Work required: Each record in the material below must be written out again exactly.
____
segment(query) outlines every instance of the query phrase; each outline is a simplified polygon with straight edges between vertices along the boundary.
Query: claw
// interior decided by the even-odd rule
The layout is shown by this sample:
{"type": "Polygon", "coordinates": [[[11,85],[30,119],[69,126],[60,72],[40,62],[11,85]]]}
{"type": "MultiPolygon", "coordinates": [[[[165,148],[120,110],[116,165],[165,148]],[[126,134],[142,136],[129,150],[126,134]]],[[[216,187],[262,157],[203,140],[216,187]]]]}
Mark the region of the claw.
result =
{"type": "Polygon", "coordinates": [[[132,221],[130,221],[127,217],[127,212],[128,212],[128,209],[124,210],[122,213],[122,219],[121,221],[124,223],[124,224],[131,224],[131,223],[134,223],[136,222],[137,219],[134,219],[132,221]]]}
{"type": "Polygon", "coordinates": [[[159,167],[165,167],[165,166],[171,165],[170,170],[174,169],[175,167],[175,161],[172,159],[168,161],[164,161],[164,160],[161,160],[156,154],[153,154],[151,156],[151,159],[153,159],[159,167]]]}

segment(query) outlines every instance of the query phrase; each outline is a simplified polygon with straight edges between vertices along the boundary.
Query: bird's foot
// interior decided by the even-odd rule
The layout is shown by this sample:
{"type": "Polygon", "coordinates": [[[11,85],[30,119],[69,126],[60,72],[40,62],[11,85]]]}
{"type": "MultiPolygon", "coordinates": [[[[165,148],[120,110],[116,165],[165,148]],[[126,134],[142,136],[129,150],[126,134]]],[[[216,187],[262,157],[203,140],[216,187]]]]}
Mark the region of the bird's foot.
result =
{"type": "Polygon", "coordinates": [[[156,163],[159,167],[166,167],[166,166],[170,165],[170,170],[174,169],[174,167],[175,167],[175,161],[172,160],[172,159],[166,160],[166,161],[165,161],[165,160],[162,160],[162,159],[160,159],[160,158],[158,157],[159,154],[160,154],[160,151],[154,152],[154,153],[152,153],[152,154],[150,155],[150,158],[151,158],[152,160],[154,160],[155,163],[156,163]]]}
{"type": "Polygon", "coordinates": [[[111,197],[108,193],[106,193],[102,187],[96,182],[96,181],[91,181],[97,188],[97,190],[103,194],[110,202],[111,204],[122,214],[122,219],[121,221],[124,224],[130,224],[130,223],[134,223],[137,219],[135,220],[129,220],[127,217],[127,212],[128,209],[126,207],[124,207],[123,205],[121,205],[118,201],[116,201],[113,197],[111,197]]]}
____
Result of this task:
segment(query) outlines every instance of the query phrase; each outline is a simplified polygon with straight edges between vertices along the boundary.
Query: claw
// interior decided by the even-odd rule
The layout is shown by this sample:
{"type": "Polygon", "coordinates": [[[11,85],[30,119],[69,126],[60,72],[40,62],[11,85]]]}
{"type": "MultiPolygon", "coordinates": [[[[165,148],[120,110],[116,165],[165,148]],[[126,134],[142,136],[129,150],[126,134]]],[[[216,187],[262,157],[203,140],[216,187]]]]}
Mark the region of the claw.
result =
{"type": "Polygon", "coordinates": [[[132,221],[130,221],[127,217],[127,212],[128,212],[128,209],[124,210],[122,213],[122,219],[121,221],[124,223],[124,224],[131,224],[131,223],[134,223],[136,222],[137,219],[134,219],[132,221]]]}
{"type": "Polygon", "coordinates": [[[159,167],[165,167],[165,166],[171,165],[170,170],[174,169],[175,167],[175,161],[172,159],[168,161],[164,161],[164,160],[161,160],[156,154],[153,154],[151,156],[151,159],[153,159],[159,167]]]}

segment(query) outlines every instance of the query phrase; each outline is a simplified polygon with straight edges between vertices along the boundary.
Query: bird's foot
// interior decided by the even-odd rule
The layout is shown by this sample:
{"type": "Polygon", "coordinates": [[[11,85],[30,119],[69,126],[60,72],[40,62],[11,85]]]}
{"type": "MultiPolygon", "coordinates": [[[[165,148],[120,110],[116,165],[165,148]],[[126,134],[142,136],[129,150],[126,134]]],[[[216,187],[262,157],[203,140],[216,187]]]]}
Mark the region of the bird's foot.
result =
{"type": "Polygon", "coordinates": [[[156,163],[159,167],[166,167],[166,166],[170,165],[170,170],[174,169],[174,167],[175,167],[175,161],[172,160],[172,159],[166,160],[166,161],[165,161],[165,160],[162,160],[162,159],[160,159],[160,158],[158,157],[159,154],[160,154],[160,151],[154,152],[154,153],[152,153],[152,154],[150,155],[150,158],[151,158],[152,160],[154,160],[155,163],[156,163]]]}
{"type": "Polygon", "coordinates": [[[111,197],[108,193],[106,193],[102,187],[96,182],[96,181],[91,181],[97,188],[97,190],[103,194],[110,202],[111,204],[122,214],[122,219],[121,221],[124,224],[130,224],[130,223],[134,223],[137,219],[135,220],[129,220],[127,217],[127,212],[128,209],[126,207],[124,207],[123,205],[121,205],[118,201],[116,201],[113,197],[111,197]]]}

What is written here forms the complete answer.